## [Task]
In the data below, one line contains "Query: textured wall" and a later one contains "Query: blue pillow". Print both, with every line between them, exactly and alone.

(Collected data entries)
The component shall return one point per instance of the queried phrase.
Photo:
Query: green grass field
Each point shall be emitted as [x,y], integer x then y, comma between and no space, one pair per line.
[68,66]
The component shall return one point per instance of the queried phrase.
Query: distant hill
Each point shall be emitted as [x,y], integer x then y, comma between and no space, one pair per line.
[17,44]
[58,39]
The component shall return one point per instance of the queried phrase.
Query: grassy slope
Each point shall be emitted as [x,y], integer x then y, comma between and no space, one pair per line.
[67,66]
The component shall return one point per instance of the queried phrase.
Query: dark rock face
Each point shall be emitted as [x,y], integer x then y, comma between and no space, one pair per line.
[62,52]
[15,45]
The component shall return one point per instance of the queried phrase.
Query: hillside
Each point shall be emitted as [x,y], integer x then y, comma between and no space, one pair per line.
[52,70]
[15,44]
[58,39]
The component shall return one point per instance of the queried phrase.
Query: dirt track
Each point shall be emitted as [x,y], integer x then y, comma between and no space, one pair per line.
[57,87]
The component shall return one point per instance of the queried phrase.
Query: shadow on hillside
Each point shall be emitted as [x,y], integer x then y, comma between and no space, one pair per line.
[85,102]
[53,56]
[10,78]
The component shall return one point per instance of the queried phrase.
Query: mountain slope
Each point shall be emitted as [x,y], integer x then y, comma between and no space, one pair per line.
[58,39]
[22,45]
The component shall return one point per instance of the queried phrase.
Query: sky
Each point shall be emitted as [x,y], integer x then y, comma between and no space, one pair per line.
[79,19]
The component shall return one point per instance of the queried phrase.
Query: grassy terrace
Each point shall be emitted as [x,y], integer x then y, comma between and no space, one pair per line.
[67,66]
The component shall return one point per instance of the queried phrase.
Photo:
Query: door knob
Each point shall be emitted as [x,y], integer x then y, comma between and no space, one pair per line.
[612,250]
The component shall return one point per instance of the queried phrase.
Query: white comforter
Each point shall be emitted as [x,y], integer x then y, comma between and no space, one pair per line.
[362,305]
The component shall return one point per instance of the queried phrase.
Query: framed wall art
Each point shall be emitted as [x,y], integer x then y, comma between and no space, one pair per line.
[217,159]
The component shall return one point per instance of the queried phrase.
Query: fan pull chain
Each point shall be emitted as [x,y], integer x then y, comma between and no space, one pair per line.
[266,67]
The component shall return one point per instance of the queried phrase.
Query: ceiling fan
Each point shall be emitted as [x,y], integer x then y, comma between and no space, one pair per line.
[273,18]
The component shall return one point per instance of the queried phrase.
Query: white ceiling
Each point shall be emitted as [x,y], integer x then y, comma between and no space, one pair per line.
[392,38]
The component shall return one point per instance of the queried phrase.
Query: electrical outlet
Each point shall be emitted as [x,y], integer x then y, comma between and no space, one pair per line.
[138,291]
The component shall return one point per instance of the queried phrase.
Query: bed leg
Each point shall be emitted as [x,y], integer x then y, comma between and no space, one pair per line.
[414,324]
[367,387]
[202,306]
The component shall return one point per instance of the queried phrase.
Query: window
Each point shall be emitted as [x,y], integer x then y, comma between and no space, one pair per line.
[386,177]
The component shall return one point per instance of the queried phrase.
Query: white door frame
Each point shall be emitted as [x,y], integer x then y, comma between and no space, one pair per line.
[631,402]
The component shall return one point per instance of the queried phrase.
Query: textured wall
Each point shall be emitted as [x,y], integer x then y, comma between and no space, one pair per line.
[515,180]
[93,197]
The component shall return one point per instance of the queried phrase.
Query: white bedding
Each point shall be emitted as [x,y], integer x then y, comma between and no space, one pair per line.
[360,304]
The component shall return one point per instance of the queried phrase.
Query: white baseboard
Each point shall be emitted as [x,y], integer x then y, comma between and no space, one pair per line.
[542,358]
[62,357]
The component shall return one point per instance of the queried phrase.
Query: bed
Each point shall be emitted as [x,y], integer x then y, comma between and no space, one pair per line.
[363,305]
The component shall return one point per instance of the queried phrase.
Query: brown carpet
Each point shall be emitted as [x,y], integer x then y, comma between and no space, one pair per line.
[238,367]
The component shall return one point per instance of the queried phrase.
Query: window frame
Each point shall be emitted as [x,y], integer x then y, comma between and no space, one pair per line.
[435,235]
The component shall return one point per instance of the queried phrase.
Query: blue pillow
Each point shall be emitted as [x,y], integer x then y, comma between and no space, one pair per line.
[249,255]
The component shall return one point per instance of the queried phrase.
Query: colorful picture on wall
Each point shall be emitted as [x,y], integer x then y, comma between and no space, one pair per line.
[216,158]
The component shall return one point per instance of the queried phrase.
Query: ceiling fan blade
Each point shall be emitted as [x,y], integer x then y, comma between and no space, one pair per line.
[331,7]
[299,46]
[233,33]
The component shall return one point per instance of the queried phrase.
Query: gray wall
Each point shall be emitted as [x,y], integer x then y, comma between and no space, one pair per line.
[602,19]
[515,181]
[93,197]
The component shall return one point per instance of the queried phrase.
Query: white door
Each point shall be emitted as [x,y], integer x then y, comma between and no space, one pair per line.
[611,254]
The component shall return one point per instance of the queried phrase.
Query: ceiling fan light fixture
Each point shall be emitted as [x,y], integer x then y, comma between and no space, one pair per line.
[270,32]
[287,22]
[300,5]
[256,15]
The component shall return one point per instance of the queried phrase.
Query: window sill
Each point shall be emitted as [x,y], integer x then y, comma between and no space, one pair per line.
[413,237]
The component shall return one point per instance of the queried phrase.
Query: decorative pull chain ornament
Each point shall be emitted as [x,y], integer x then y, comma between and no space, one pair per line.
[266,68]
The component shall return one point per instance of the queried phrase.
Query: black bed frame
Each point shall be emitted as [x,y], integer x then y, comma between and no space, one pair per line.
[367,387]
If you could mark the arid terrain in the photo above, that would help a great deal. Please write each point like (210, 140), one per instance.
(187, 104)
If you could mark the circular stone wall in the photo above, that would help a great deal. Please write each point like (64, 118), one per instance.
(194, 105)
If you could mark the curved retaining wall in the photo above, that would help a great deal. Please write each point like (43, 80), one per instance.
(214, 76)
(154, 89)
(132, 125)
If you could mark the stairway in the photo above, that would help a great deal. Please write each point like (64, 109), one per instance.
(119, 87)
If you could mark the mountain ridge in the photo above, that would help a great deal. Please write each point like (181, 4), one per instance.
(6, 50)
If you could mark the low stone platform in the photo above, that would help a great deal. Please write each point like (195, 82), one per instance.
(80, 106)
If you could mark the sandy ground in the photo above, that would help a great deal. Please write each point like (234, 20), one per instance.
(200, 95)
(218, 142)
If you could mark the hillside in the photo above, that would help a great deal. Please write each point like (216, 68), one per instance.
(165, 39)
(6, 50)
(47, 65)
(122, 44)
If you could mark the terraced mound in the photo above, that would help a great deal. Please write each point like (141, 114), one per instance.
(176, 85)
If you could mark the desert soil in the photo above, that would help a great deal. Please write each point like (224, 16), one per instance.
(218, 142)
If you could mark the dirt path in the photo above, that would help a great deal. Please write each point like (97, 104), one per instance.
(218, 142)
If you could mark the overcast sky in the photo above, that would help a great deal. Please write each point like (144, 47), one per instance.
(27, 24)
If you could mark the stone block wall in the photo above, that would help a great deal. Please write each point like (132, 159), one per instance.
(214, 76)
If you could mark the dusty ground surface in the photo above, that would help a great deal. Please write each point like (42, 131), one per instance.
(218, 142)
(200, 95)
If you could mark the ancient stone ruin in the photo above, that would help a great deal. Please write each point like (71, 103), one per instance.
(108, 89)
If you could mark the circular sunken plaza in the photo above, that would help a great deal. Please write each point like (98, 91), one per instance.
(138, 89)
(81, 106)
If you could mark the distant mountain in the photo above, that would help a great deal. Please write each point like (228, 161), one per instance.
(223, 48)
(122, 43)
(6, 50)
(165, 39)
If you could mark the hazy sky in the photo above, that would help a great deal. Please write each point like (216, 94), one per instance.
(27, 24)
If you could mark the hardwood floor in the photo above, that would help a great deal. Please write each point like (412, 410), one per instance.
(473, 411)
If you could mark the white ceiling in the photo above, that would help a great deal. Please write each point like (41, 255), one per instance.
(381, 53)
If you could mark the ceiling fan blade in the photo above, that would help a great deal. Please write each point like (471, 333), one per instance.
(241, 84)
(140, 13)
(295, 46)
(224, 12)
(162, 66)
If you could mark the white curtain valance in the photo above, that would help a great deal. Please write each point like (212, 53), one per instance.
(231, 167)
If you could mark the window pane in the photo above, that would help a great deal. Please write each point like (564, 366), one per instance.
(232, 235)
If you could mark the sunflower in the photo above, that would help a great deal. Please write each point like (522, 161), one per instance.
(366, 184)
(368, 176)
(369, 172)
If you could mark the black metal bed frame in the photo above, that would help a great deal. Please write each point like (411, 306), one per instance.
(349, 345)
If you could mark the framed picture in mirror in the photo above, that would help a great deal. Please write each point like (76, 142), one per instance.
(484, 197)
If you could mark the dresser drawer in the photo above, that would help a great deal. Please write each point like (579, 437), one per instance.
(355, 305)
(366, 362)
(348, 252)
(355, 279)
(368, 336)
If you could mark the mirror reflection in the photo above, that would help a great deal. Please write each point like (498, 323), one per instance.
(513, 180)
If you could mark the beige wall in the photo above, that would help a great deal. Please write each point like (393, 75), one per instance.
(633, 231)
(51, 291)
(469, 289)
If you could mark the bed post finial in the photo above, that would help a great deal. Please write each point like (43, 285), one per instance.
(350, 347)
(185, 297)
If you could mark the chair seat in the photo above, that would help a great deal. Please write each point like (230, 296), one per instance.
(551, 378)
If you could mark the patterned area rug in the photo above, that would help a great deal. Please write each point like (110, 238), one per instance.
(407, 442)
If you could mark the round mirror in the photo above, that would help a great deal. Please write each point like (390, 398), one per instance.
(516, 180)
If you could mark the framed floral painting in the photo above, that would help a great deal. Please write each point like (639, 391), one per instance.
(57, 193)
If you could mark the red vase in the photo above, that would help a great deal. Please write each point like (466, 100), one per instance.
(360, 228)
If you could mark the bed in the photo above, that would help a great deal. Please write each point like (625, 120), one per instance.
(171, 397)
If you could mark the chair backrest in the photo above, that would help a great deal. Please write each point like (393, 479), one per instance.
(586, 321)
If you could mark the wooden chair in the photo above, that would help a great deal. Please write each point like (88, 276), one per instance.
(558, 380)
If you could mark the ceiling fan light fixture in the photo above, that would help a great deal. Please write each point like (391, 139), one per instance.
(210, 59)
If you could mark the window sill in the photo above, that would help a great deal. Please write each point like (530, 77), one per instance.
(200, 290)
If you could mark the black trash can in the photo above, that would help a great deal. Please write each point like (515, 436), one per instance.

## [Solved exercise]
Query: textured wall
Each point shall be emitted as [x,y], integer x then y, comma between and no space, one pair per line.
[515,180]
[93,197]
The component shall return one point per instance of the queried phrase.
Query: white bedding
Each point shall be emitted as [x,y], integer x then y, comma between and no space, one pair per line.
[360,304]
The component shall return one point per instance of the queried phrase.
Query: white baseboard
Each point shall be emitted as [x,y], integer x then y, comma between and no space, one pair per line.
[542,358]
[62,357]
The component shall return one point per instance of the queried phrase.
Query: bed
Each point shall be emitted as [x,y], integer x then y, comma between and no space, one pair per line.
[363,305]
The component shall return one point per instance of the queried phrase.
Query: brown carpet
Each point shall be emitted as [x,y], integer x then y, comma between and no space, one pair per line.
[238,367]
The component shall return one point per instance of the queried phrase.
Query: window frame
Each point shall be emitted as [x,y], integer x then y, comma between and no space, one pair per line.
[435,235]
The component shall return one point per instance of the queried phrase.
Query: blue pillow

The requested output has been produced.